TO BE DONE |
[1] Answer these questions from the George Sand article:
(a) What was George Sand's name at birth?
(b) What was the title of her first novel?
(c) About how many tourists are expected to visit Le Berry and Nohant this year?
[2] From the George Sand article, reproduce the passage from "The Ministry of" up to and including "in her honour.".
[3] According to the George Sand article, why was she a "social métis"?

George Sand Bicentenary: As France today pays homage to George Sand, Lara Marlowe commemorates the prolific novelist whose colourful life included love affairs with Chopin and Alfred de Musset
It took three strands of French history - the pre-revolution aristocracy; Napoleon's empire and a mother from the common people - to create the extraordinary "social métis" (her own expression) who was George Sand.
Born 200 years ago, Aurore Dupin de Francueil adopted the name George Sand when she published her first novel, Indiana, at the age of 27.
Today, France will pay homage to the early socialist and écrivain engagé who published nearly 100 novels, wrote 20,000 letters and had tempestuous love affairs with the poet Alfred de Musset and the composer Frédéric Chopin.
The Ministry of Culture has declared 2004 "The Year of George Sand". In February, she was fêted in the Senate and National Assembly. In March, a commemorative stamp was issued in her honour.
Some 40,000 tourists, double the usual number, are expected to visit Sand's home region of Le Berry, in central France, and her beloved château at Nohant this year.

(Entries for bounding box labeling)

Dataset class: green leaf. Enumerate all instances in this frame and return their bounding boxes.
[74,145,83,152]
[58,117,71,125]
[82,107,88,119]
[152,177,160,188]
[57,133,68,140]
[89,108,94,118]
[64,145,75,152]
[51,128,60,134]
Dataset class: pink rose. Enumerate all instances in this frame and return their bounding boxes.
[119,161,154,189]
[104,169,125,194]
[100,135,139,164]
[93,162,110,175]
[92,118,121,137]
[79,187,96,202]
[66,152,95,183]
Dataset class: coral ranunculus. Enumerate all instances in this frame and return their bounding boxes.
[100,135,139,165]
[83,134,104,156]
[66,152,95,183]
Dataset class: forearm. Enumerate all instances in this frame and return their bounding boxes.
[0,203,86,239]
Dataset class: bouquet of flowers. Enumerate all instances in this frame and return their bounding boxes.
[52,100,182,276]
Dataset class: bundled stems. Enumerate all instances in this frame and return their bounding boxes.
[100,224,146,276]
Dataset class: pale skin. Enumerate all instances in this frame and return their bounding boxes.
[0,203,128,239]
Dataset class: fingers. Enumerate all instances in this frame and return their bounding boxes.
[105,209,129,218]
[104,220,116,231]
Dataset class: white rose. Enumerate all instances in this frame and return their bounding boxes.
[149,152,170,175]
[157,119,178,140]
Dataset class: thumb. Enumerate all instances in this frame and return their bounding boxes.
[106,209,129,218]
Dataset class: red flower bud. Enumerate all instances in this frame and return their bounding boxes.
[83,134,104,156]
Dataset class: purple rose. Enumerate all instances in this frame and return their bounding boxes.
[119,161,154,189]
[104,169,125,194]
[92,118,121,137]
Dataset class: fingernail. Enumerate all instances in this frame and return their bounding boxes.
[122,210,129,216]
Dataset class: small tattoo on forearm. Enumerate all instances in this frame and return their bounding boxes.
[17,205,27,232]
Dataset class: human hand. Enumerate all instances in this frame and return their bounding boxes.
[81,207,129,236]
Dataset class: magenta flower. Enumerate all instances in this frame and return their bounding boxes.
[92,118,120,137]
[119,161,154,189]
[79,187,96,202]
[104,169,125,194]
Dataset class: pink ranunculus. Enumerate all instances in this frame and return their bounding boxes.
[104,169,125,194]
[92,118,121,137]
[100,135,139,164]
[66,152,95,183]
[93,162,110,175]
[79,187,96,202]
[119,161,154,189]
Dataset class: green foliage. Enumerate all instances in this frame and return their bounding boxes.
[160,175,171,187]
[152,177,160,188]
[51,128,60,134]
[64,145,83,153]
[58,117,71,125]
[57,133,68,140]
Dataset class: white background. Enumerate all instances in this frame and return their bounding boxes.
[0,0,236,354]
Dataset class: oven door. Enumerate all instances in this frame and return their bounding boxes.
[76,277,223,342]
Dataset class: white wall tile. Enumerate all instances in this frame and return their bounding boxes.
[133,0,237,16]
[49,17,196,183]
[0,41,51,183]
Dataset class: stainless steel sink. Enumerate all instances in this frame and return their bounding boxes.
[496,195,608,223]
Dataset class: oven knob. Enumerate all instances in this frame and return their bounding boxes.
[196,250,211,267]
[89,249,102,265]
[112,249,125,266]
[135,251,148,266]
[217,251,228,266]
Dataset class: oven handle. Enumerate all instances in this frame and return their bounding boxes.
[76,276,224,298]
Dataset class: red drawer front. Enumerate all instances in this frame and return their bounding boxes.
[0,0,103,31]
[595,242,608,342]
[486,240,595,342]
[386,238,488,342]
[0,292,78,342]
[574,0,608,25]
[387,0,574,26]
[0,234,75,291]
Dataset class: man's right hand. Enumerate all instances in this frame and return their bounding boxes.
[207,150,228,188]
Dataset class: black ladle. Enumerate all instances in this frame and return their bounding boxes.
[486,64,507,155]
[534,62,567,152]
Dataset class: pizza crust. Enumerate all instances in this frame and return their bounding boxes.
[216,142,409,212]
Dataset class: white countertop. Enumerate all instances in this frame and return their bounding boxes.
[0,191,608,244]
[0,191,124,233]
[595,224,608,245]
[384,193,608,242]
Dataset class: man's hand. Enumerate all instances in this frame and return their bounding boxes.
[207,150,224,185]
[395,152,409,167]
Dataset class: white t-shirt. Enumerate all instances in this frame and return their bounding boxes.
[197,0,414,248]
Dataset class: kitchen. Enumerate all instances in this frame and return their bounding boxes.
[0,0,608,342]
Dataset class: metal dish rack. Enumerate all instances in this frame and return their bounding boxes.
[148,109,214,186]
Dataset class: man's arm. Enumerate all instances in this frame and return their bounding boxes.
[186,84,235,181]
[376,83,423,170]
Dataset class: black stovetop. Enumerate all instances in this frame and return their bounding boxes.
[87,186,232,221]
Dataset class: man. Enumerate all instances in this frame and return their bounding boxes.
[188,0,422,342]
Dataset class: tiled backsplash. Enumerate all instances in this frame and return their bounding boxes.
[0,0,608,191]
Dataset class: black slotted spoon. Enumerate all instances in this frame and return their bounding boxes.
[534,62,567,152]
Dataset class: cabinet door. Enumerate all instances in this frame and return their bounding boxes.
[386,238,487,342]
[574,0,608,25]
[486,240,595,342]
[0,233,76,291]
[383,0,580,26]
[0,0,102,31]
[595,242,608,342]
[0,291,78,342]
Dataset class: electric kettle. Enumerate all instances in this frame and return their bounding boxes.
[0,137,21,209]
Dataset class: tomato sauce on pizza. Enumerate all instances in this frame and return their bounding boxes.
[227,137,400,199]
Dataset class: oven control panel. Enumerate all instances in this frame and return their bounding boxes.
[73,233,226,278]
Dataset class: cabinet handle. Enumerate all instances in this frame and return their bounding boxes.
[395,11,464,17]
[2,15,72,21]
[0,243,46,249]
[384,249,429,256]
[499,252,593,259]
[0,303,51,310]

LIST OF SOLUTIONS |
[1]
(a) Aurore Dupin de Francueil
(b) Indiana
(c) Some 40,000

[2]
The Ministry of Culture has declared 2004 "The Year of George Sand". In February, she was fêted in the Senate and National Assembly. In March, a commemorative stamp was issued in her honour.

[3] Three strands of French history combined to create her: the pre-revolution aristocracy, Napoleon's empire, and a mother from the common people. "Social métis" was her own expression.